**WHAT THIS TASK INVOLVES**
Quote the records in full and leave their pictures out.

**Records**
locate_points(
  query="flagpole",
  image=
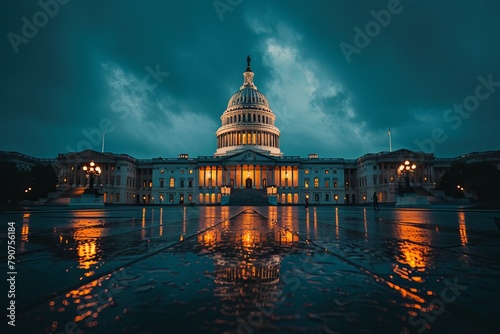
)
(390, 140)
(103, 135)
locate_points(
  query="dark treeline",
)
(479, 178)
(18, 184)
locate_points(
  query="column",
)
(241, 176)
(253, 182)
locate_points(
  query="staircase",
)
(248, 197)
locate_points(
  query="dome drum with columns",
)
(248, 122)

**WRITTEN REPLY**
locate_points(
  query="flagpole",
  image=
)
(390, 140)
(103, 135)
locate_points(
  query="dark treeline",
)
(479, 178)
(18, 184)
locate_points(
  query="column",
)
(241, 176)
(253, 182)
locate_points(
  query="staircase",
)
(248, 197)
locate_points(
  query="dome drum with columns",
)
(248, 122)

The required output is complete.